Perintah 1 =
Dalam teks tentang cuti ASN, berapa lama ASN laki-laki boleh cuti ketika istrinya melahirkan?
Perintah 2 =
Lanjutkan teks tentang cuti ASN dan keadilan gender setelah kalimat terakhirnya.

Teks Bacaan =
■ ■ ■

Cuti ASN dan Bias Keadilan Gender

Oleh :
Dian Marta Wijayanti
PNS pada Dinas Pendidikan Kota Semarang, Mantan Asesor Early Grade Reading Assessment (EGRA) USAID Prioritas Jateng

Sebagai abdi negara perempuan, saya kaget ketika membaca Peraturan Badan Kepegawaian Negara (BKN) Nomor 24 Tahun 2017 tentang Tata Cara Pemberian Cuti PNS. Peraturan ini menuai polemik karena Aparatur Sipil Negara (ASN) laki-laki boleh cuti sebulan ketika istrinya melahirkan. Regulasi ini dinilai ngawur, “lebay” dan ada bias kesetaraan gender.
ASN yang terdiri atas Pegawai Negeri Sipil (PNS) dan Pegawai Pemerintah dengan Perjanjian Kerja (PPPK) memang spesial. Namun, spesialnya harus logis dan regulasi yang dibuat pemerintah harus tetap mengacu pada prinsip pelayanan masyarakat. Artinya, PNS perempuan sangat spesial dibandingkan dengan laki-laki karena memiliki kodrat mengandung, melahirkan, menyusui yang tidak bisa digantikan orang lain.
Munculnya kritik pedas terhadap regulasi itu menjadi bukti ada paradoks antara hak dan kewajiban ASN laki-laki dan perempuan. Sudah menjadi kodrat perempuan melahirkan, maka mereka spesial ketika menjadi ASN. Namun apa benar ASN laki-laki jika cuti ketika istrinya melahirkan benar-benar mengawal sang buah hati?

■ ■ ■

Daftar Entri =
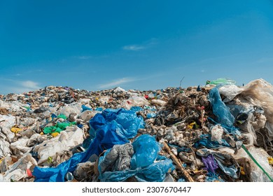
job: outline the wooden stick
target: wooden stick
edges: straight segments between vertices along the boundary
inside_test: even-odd
[[[186,169],[184,169],[182,164],[180,163],[179,160],[176,158],[176,156],[174,155],[174,153],[172,152],[168,144],[167,144],[166,142],[163,142],[163,145],[164,145],[164,149],[166,150],[166,151],[171,155],[172,159],[173,160],[174,163],[178,166],[180,171],[181,171],[182,174],[184,176],[186,180],[189,182],[194,182],[195,181],[190,176],[188,172]]]

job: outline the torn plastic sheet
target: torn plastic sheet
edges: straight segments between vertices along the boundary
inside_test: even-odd
[[[125,111],[124,109],[106,109],[102,114],[97,114],[94,118],[98,119],[99,125],[97,125],[96,121],[92,121],[92,126],[95,128],[95,134],[89,148],[83,153],[74,154],[70,160],[61,163],[55,168],[36,167],[33,172],[33,175],[36,177],[35,181],[64,181],[64,176],[68,172],[73,172],[78,163],[86,162],[92,155],[96,154],[99,156],[104,150],[111,148],[115,144],[129,143],[129,141],[122,133],[131,132],[136,135],[137,129],[142,127],[144,120],[142,118],[135,116],[137,118],[135,124],[125,123],[122,126],[113,120],[116,118],[120,113],[123,111]],[[125,111],[125,113],[132,115],[134,112]],[[134,113],[135,115],[135,113]],[[120,128],[120,127],[123,130],[118,132],[117,130],[118,129],[117,127]],[[133,128],[135,130],[133,130]],[[128,130],[130,131],[128,132]],[[132,136],[130,135],[130,136]]]

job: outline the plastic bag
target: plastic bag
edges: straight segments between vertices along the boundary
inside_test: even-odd
[[[219,88],[218,90],[220,94],[223,94],[226,97],[223,101],[223,102],[230,102],[244,90],[242,88],[239,88],[234,85],[224,85]]]
[[[131,169],[144,167],[153,163],[160,150],[155,139],[149,134],[143,134],[133,144],[134,154],[131,160]]]
[[[57,153],[80,144],[83,141],[83,132],[77,127],[71,130],[61,132],[59,135],[35,146],[34,151],[37,152],[40,158],[38,164],[46,161],[49,157],[54,158]]]
[[[233,125],[234,118],[222,102],[219,91],[216,88],[211,89],[209,92],[209,101],[212,105],[214,114],[217,117],[217,122],[225,127],[228,127],[229,132],[235,130],[236,128]]]
[[[130,109],[132,106],[144,106],[148,105],[149,102],[143,97],[133,96],[128,99],[124,100],[120,107],[126,109]]]
[[[206,84],[210,84],[210,85],[234,85],[236,82],[234,80],[225,78],[218,78],[216,80],[212,80],[212,81],[206,81]]]
[[[172,161],[165,159],[142,169],[106,172],[102,175],[101,181],[125,181],[127,178],[134,176],[139,182],[162,182],[166,177],[166,174],[174,169]]]
[[[27,153],[18,162],[10,165],[4,175],[0,174],[0,181],[10,182],[10,180],[18,181],[27,178],[28,175],[26,170],[32,165],[37,165],[37,162],[30,153]]]
[[[124,135],[122,135],[122,132],[117,133],[117,127],[122,126],[113,120],[115,120],[119,113],[124,111],[124,109],[104,110],[102,113],[97,114],[94,118],[98,121],[91,121],[94,130],[94,138],[91,141],[88,148],[83,152],[74,154],[72,158],[60,164],[55,168],[40,168],[36,167],[34,169],[34,176],[35,176],[35,181],[64,181],[64,176],[67,172],[74,172],[78,163],[84,162],[88,160],[91,155],[95,154],[99,155],[104,150],[111,148],[115,144],[124,144],[129,143],[129,141]],[[136,115],[131,111],[130,115],[135,115],[139,120],[139,125],[134,125],[134,127],[141,127],[144,126],[144,120],[141,117],[137,117]],[[126,131],[126,130],[125,130]],[[135,130],[134,133],[136,134],[137,130]]]
[[[134,150],[131,144],[115,145],[99,158],[98,167],[99,174],[130,169],[133,154]]]
[[[211,141],[217,141],[220,144],[222,144],[222,135],[224,132],[223,128],[220,125],[216,125],[211,127]]]

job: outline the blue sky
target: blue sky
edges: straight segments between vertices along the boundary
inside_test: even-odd
[[[0,94],[273,83],[273,1],[0,2]]]

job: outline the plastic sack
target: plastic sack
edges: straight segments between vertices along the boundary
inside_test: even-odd
[[[92,109],[90,107],[86,106],[85,105],[81,106],[81,112],[83,112],[85,111],[92,111]]]
[[[0,133],[0,159],[10,153],[10,144],[6,141],[6,136]]]
[[[102,114],[97,114],[94,118],[97,119],[98,121],[97,122],[95,120],[92,121],[91,123],[95,127],[94,138],[91,141],[88,148],[84,152],[74,154],[70,160],[61,163],[55,168],[40,168],[36,167],[33,172],[33,175],[36,177],[35,181],[64,181],[64,176],[68,172],[73,172],[78,163],[88,161],[91,155],[95,154],[99,156],[104,150],[111,148],[115,144],[129,143],[126,137],[122,135],[122,132],[117,133],[118,124],[113,120],[117,115],[123,111],[125,110],[107,109],[104,111]],[[131,113],[131,115],[133,114]],[[137,117],[135,113],[134,115]],[[141,127],[144,126],[143,118],[141,117],[137,118],[139,118],[137,122],[139,124],[138,126],[134,127]],[[98,125],[97,123],[99,125]],[[121,127],[120,125],[119,126]],[[134,132],[136,134],[137,130],[134,130]]]
[[[199,141],[195,143],[194,147],[200,148],[200,146],[204,146],[207,148],[218,148],[223,146],[230,147],[230,145],[225,139],[221,139],[222,144],[217,141],[211,140],[211,134],[202,134]]]
[[[0,174],[0,181],[10,182],[20,181],[28,177],[26,172],[32,165],[37,165],[37,162],[30,153],[25,154],[18,162],[9,167],[9,169],[4,175]]]
[[[254,106],[259,106],[265,111],[267,127],[271,139],[273,139],[273,85],[263,79],[251,81],[244,86],[240,98],[249,102]]]
[[[77,104],[71,104],[69,105],[64,106],[57,111],[57,114],[59,115],[62,113],[66,116],[69,116],[71,113],[76,113],[76,114],[79,114],[82,109],[81,106],[82,105],[80,104],[80,103],[78,103]]]
[[[211,127],[211,141],[217,141],[220,144],[222,144],[222,135],[224,132],[223,128],[220,125],[216,125]]]
[[[159,106],[164,106],[167,104],[167,102],[165,101],[160,100],[160,99],[152,99],[150,101],[150,103],[152,104]]]
[[[6,115],[0,114],[0,126],[2,127],[0,132],[5,134],[8,141],[14,138],[14,133],[10,132],[11,128],[15,125],[15,118],[12,115]]]
[[[129,169],[133,154],[134,149],[131,144],[115,145],[99,158],[98,166],[99,174]]]
[[[144,127],[143,118],[137,116],[132,111],[126,111],[123,108],[106,109],[89,121],[90,136],[94,138],[96,130],[111,121],[116,122],[117,133],[126,139],[133,138],[136,135],[139,129]]]
[[[237,87],[234,85],[224,85],[219,88],[218,90],[220,94],[223,94],[226,97],[223,101],[223,102],[230,102],[244,90],[242,88]]]
[[[206,85],[234,85],[236,82],[234,80],[225,78],[218,78],[216,80],[212,80],[212,81],[206,81]]]
[[[69,150],[83,141],[83,132],[77,127],[73,127],[50,140],[44,141],[34,148],[40,158],[38,164],[46,161],[49,157],[54,158],[57,153]]]
[[[143,97],[133,96],[128,99],[124,100],[120,107],[126,109],[130,109],[132,106],[144,106],[148,105],[149,102]]]
[[[24,155],[24,153],[29,153],[32,148],[27,146],[27,144],[29,141],[28,138],[20,138],[15,142],[10,144],[10,148],[15,155]]]
[[[131,169],[144,167],[153,163],[160,150],[155,139],[149,134],[136,138],[133,144],[134,154],[131,160]]]
[[[209,101],[211,104],[214,114],[217,118],[217,122],[225,127],[228,127],[227,131],[229,132],[235,130],[236,128],[233,125],[234,118],[231,114],[229,108],[222,102],[219,91],[216,88],[214,88],[209,92]]]
[[[139,182],[162,182],[166,174],[174,169],[172,161],[169,159],[160,160],[144,167],[134,170],[127,169],[118,172],[106,172],[101,176],[102,182],[125,181],[130,177],[135,177]]]
[[[257,161],[257,162],[265,169],[268,175],[273,179],[273,168],[270,166],[268,162],[270,155],[267,153],[261,148],[255,148],[251,146],[248,148],[248,152]],[[246,152],[240,148],[234,155],[236,160],[241,158],[246,158],[249,160],[251,165],[251,181],[252,182],[270,182],[270,179],[262,172],[262,170],[254,162],[254,161],[249,157]]]

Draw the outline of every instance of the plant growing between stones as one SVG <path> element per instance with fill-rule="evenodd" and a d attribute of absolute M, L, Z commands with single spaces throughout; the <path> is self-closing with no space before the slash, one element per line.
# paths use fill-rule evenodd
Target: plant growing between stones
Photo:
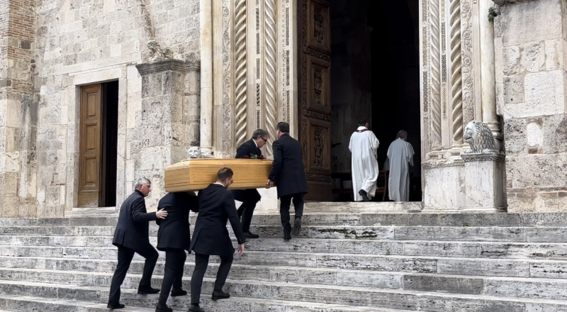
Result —
<path fill-rule="evenodd" d="M 494 18 L 498 16 L 498 12 L 494 9 L 494 6 L 488 9 L 488 21 L 493 22 Z"/>

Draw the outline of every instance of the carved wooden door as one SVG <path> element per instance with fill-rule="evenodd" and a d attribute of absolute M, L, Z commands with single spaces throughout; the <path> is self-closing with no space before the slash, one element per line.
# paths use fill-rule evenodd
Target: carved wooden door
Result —
<path fill-rule="evenodd" d="M 331 36 L 329 2 L 299 0 L 299 140 L 309 193 L 307 200 L 330 201 Z"/>
<path fill-rule="evenodd" d="M 98 207 L 102 156 L 102 85 L 81 89 L 79 206 Z"/>

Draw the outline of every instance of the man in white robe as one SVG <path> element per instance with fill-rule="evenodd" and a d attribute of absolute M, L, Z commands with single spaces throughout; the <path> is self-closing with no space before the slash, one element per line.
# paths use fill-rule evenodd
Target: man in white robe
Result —
<path fill-rule="evenodd" d="M 398 133 L 396 139 L 388 148 L 390 177 L 388 181 L 388 195 L 394 201 L 410 200 L 410 166 L 413 166 L 413 147 L 406 142 L 408 133 Z"/>
<path fill-rule="evenodd" d="M 355 201 L 369 201 L 376 191 L 378 138 L 368 129 L 368 120 L 359 119 L 359 128 L 352 133 L 349 150 L 352 153 L 352 189 Z"/>

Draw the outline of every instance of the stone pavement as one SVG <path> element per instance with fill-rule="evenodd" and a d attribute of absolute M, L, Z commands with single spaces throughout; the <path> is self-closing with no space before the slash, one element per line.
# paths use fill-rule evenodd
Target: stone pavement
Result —
<path fill-rule="evenodd" d="M 252 230 L 261 238 L 235 256 L 230 299 L 210 300 L 213 257 L 206 311 L 567 311 L 566 213 L 313 213 L 288 243 L 279 219 L 254 216 Z M 116 222 L 111 211 L 0 219 L 0 312 L 107 311 Z M 152 225 L 152 243 L 157 231 Z M 188 291 L 193 265 L 189 255 Z M 155 310 L 157 295 L 135 294 L 142 266 L 136 255 L 123 285 L 124 311 Z M 154 286 L 163 271 L 160 252 Z M 168 303 L 178 311 L 189 303 L 188 296 Z"/>

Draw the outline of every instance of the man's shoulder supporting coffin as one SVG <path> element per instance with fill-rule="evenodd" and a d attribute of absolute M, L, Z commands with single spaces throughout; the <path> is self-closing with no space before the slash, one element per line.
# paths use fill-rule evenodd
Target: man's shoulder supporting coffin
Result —
<path fill-rule="evenodd" d="M 230 189 L 263 189 L 271 170 L 271 160 L 205 158 L 183 160 L 165 168 L 165 191 L 200 191 L 215 183 L 221 168 L 232 169 Z"/>

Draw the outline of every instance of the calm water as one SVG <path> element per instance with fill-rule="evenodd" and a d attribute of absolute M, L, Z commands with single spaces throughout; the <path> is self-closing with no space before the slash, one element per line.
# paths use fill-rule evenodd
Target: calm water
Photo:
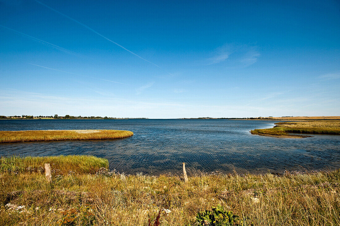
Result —
<path fill-rule="evenodd" d="M 278 121 L 226 120 L 1 120 L 1 130 L 109 129 L 130 130 L 122 139 L 0 144 L 0 155 L 91 155 L 121 172 L 153 174 L 203 170 L 282 173 L 340 167 L 340 136 L 300 139 L 252 135 Z"/>

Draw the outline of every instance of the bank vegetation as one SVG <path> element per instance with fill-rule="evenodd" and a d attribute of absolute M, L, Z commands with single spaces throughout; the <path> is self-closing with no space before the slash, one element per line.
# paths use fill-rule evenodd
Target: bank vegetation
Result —
<path fill-rule="evenodd" d="M 60 162 L 57 157 L 31 158 L 22 160 L 24 167 L 15 157 L 1 159 L 1 225 L 340 225 L 338 170 L 282 175 L 197 172 L 185 182 L 181 175 L 128 175 L 104 167 L 95 173 L 61 164 L 67 156 Z M 107 163 L 81 158 L 84 167 Z M 51 166 L 51 182 L 36 169 L 45 161 Z M 205 217 L 212 207 L 222 213 L 213 216 L 215 222 L 198 220 L 198 213 Z"/>

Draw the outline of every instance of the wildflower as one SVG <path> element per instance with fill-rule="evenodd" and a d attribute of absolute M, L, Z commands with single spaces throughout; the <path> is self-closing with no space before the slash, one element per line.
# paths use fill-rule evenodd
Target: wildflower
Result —
<path fill-rule="evenodd" d="M 165 212 L 165 213 L 167 214 L 169 214 L 171 212 L 171 210 L 167 209 L 163 209 L 163 211 Z"/>

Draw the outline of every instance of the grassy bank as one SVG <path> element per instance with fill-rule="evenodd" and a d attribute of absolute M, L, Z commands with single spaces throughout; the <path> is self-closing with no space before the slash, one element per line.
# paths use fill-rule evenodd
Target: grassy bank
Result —
<path fill-rule="evenodd" d="M 2 170 L 1 225 L 148 225 L 150 219 L 153 225 L 159 213 L 161 225 L 197 225 L 198 212 L 218 205 L 238 216 L 232 225 L 340 225 L 339 171 L 197 173 L 185 183 L 177 175 L 102 169 L 96 174 L 52 173 L 52 180 L 39 172 Z"/>
<path fill-rule="evenodd" d="M 131 131 L 113 129 L 0 131 L 0 143 L 114 139 L 127 137 L 133 135 L 133 133 Z"/>
<path fill-rule="evenodd" d="M 0 158 L 0 172 L 12 174 L 43 173 L 45 164 L 49 163 L 57 174 L 93 173 L 101 168 L 108 168 L 107 159 L 85 155 L 60 155 L 56 156 L 20 158 L 16 156 Z"/>
<path fill-rule="evenodd" d="M 287 133 L 314 134 L 340 134 L 340 120 L 315 120 L 301 122 L 278 122 L 274 128 L 252 130 L 253 134 L 262 136 L 303 138 L 306 136 Z"/>

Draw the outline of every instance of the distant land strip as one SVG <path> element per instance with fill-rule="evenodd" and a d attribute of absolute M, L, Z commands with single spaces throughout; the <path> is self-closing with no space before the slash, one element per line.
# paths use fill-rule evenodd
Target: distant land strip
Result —
<path fill-rule="evenodd" d="M 0 143 L 115 139 L 133 135 L 131 131 L 113 129 L 0 131 Z"/>
<path fill-rule="evenodd" d="M 268 129 L 254 129 L 252 134 L 287 138 L 304 138 L 310 136 L 290 134 L 288 133 L 340 135 L 340 120 L 314 120 L 285 122 L 274 123 L 276 125 Z"/>

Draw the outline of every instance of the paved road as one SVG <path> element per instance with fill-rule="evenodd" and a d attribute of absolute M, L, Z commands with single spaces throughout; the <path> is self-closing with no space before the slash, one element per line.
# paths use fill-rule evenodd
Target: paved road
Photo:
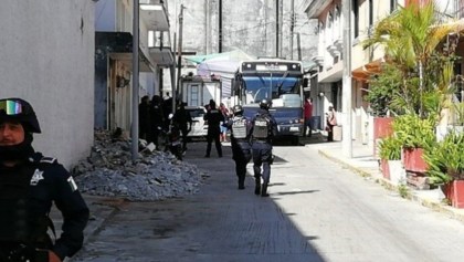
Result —
<path fill-rule="evenodd" d="M 276 147 L 270 198 L 236 189 L 230 149 L 183 199 L 126 203 L 73 261 L 462 261 L 464 224 L 401 199 L 309 147 Z M 251 166 L 249 166 L 251 171 Z"/>

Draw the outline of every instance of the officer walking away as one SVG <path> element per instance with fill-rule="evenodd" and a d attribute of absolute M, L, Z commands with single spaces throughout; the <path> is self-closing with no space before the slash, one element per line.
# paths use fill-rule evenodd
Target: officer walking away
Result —
<path fill-rule="evenodd" d="M 220 140 L 221 134 L 221 122 L 224 120 L 224 116 L 222 113 L 215 108 L 215 102 L 210 99 L 210 106 L 207 114 L 203 116 L 204 120 L 208 120 L 208 134 L 207 134 L 207 155 L 204 157 L 210 157 L 211 153 L 211 144 L 214 140 L 215 149 L 218 151 L 218 156 L 222 157 L 222 146 Z"/>
<path fill-rule="evenodd" d="M 32 106 L 0 99 L 0 261 L 60 262 L 83 245 L 88 208 L 70 172 L 32 147 L 41 133 Z M 52 203 L 63 217 L 54 234 Z"/>
<path fill-rule="evenodd" d="M 150 123 L 151 123 L 151 140 L 156 145 L 156 149 L 160 150 L 159 135 L 165 126 L 165 114 L 162 112 L 162 99 L 159 95 L 151 97 L 150 106 Z"/>
<path fill-rule="evenodd" d="M 173 122 L 179 126 L 180 133 L 182 133 L 182 151 L 187 150 L 187 135 L 192 129 L 192 117 L 188 111 L 186 111 L 184 102 L 180 102 L 178 108 L 173 115 Z"/>
<path fill-rule="evenodd" d="M 241 105 L 233 107 L 233 118 L 224 125 L 231 130 L 232 159 L 235 161 L 235 174 L 239 178 L 239 189 L 245 189 L 246 164 L 252 158 L 250 129 L 251 123 L 243 116 Z"/>
<path fill-rule="evenodd" d="M 303 126 L 303 136 L 306 136 L 306 130 L 309 129 L 308 137 L 312 137 L 313 133 L 313 97 L 306 97 L 304 105 L 305 113 L 305 125 Z"/>
<path fill-rule="evenodd" d="M 272 139 L 277 134 L 277 123 L 270 114 L 271 101 L 262 99 L 260 109 L 252 120 L 252 154 L 255 179 L 254 193 L 268 197 L 267 186 L 271 179 Z M 262 167 L 262 168 L 261 168 Z M 261 185 L 261 177 L 263 185 Z"/>
<path fill-rule="evenodd" d="M 141 139 L 150 142 L 150 98 L 148 95 L 141 97 L 138 104 L 138 136 Z"/>

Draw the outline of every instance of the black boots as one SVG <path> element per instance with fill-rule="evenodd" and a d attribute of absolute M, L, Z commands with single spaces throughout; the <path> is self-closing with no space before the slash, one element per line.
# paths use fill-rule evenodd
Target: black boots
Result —
<path fill-rule="evenodd" d="M 254 195 L 261 193 L 261 178 L 255 178 Z"/>
<path fill-rule="evenodd" d="M 267 184 L 263 184 L 263 187 L 261 188 L 261 197 L 268 197 L 270 195 L 267 193 Z"/>
<path fill-rule="evenodd" d="M 245 178 L 239 177 L 239 190 L 245 189 Z"/>

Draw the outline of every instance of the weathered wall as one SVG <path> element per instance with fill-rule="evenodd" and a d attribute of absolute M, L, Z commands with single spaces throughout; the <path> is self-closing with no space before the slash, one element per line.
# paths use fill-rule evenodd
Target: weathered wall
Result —
<path fill-rule="evenodd" d="M 94 117 L 94 2 L 4 0 L 0 96 L 34 107 L 34 147 L 70 167 L 88 155 Z"/>
<path fill-rule="evenodd" d="M 291 57 L 291 1 L 282 1 L 282 56 Z M 308 21 L 302 7 L 303 0 L 295 0 L 294 53 L 297 55 L 297 38 L 300 34 L 302 60 L 309 61 L 316 55 L 317 35 L 315 21 Z M 184 52 L 198 54 L 218 52 L 219 12 L 218 0 L 169 1 L 172 32 L 178 31 L 179 6 L 183 3 L 183 40 Z M 275 56 L 276 54 L 276 4 L 275 0 L 230 0 L 222 1 L 223 38 L 222 51 L 240 48 L 256 56 Z"/>

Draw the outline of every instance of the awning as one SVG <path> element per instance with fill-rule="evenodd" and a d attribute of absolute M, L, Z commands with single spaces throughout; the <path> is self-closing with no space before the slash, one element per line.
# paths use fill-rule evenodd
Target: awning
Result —
<path fill-rule="evenodd" d="M 253 55 L 250 55 L 245 52 L 243 52 L 240 49 L 230 51 L 230 52 L 223 52 L 223 53 L 213 53 L 213 54 L 203 54 L 203 55 L 192 55 L 192 56 L 183 56 L 186 60 L 191 61 L 193 63 L 200 64 L 205 61 L 235 61 L 240 62 L 243 60 L 252 60 L 255 59 Z"/>
<path fill-rule="evenodd" d="M 138 49 L 139 71 L 156 72 L 149 55 Z M 128 32 L 95 32 L 95 57 L 122 61 L 131 70 L 133 64 L 133 35 Z"/>
<path fill-rule="evenodd" d="M 368 82 L 370 76 L 381 72 L 382 61 L 376 60 L 365 64 L 351 72 L 352 78 L 360 82 Z"/>

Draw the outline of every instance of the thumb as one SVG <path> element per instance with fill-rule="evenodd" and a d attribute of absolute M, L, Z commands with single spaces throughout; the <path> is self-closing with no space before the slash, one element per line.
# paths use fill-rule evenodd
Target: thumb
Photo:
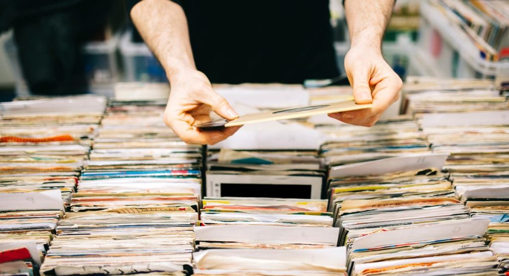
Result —
<path fill-rule="evenodd" d="M 239 117 L 239 115 L 228 103 L 228 101 L 213 89 L 209 90 L 206 95 L 202 102 L 210 105 L 212 111 L 218 115 L 228 120 L 233 120 Z"/>
<path fill-rule="evenodd" d="M 364 66 L 355 68 L 352 74 L 352 88 L 353 98 L 356 103 L 370 103 L 373 101 L 370 89 L 370 71 Z"/>

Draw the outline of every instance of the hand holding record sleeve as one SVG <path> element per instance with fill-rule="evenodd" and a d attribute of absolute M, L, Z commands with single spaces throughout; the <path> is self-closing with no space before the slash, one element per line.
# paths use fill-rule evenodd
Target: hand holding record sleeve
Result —
<path fill-rule="evenodd" d="M 210 82 L 196 70 L 179 71 L 170 75 L 171 92 L 164 111 L 164 122 L 188 144 L 213 145 L 239 129 L 231 127 L 202 131 L 195 126 L 210 121 L 211 110 L 233 120 L 238 115 L 228 102 L 212 89 Z"/>
<path fill-rule="evenodd" d="M 201 129 L 214 129 L 222 127 L 234 127 L 270 121 L 307 117 L 318 114 L 362 109 L 369 108 L 372 106 L 371 104 L 358 104 L 355 103 L 353 100 L 349 100 L 329 104 L 303 106 L 274 112 L 247 114 L 232 120 L 220 120 L 202 124 L 196 126 Z"/>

■ ■ ■

Jawaban Tertulis 1 =
Sebulan.

Jawaban Tertulis 2 =
Kita bisa melihat budaya masyarakat kita ketika ibu melahirkan. Kebanyakan, yang repot adalah ibu tersebut, orang tua, mertua, bidan, dokter anak bahkan tetangga. Penyokong secara finansial dalam hal ini adalah ayah. Sudah seharusnya ragulasi ini melihat praktik “melayani” atau “mengawal” istri melahirkan sampai ke tataran teknisnya, tidak asal-asalan mengapa muncul waktu sebulan.
Bias Keadilan Gender
Sesuai Peraturan BKN 24/2017 itu, cuti dibagi menjadi tujuh yaitu cuti tahunan, cuti besar, cuti sakit, cuti melahirkan, cuti karena alasan penting, cuti bersama, dan cuti di luar tanggungan negara. Cuti yang erat kaitannya dengan masalah kodrati perempuan adalah cuti melahirkan. Namun, mengapa ASN laki-laki boleh cuti saat istrinya melahirkan? Ini bisa menjadi angin segar sekaligus “angin kotor” karena berpotensi membuat ASN pria malas.
Seharusnya ada kajian mendalam mengapa sebulan. Apalagi, PNS digaji uang negara, uang rakyat, sementara saat cuti, mereka sesuai Peraturan BKN 24/2017 masih mendapatkan gaji pokok, keluarga, pangan dan jabatan. Jelas ini menjadikan pegawai BUMN atau swasta iri dan tidak seimbang.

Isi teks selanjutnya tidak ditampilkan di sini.